◆ The problem
Beginning at the line containing "Where can the dense", print every line until the records end, keeping each exactly as it is.

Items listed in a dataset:
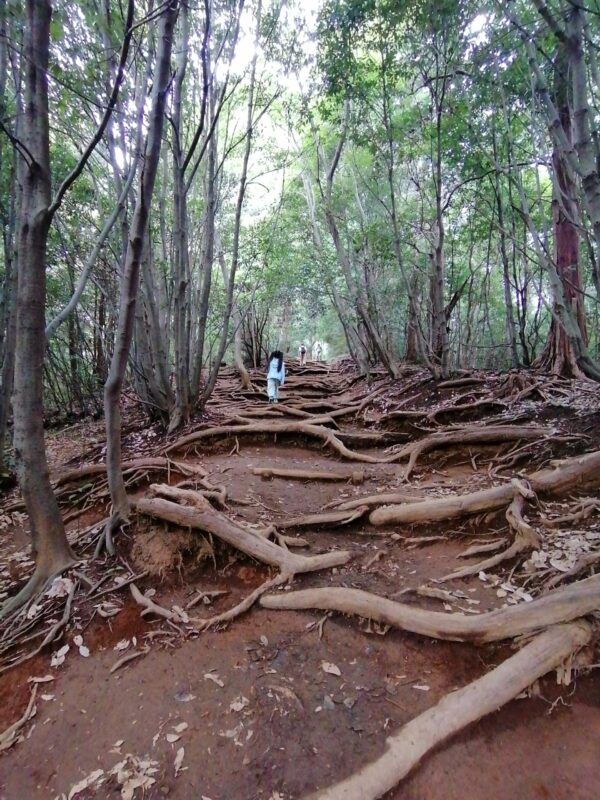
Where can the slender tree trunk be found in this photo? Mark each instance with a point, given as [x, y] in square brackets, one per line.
[210, 384]
[50, 547]
[558, 356]
[131, 270]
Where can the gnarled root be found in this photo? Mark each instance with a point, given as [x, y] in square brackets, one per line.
[210, 520]
[307, 475]
[246, 603]
[326, 518]
[525, 539]
[561, 605]
[457, 710]
[40, 578]
[569, 474]
[466, 436]
[11, 734]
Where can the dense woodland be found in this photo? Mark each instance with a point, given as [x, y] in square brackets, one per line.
[185, 187]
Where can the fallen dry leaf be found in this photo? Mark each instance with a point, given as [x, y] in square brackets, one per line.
[94, 777]
[239, 703]
[179, 761]
[208, 676]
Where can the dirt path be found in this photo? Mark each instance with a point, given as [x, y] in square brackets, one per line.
[273, 706]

◆ Solution
Where can the dense woodland be found in this photo? Mark each instance with a point, given as [x, y] in square brackets, one per line.
[185, 187]
Where can the fallen dry leaf be found in this photo? Mark each instance with a point, given as [x, y] in square brackets, one per line.
[94, 777]
[239, 703]
[179, 761]
[208, 676]
Where can the dirt path be found in this photo? Mark each instance with a point, given as [x, y] in square brackets, one per line.
[273, 706]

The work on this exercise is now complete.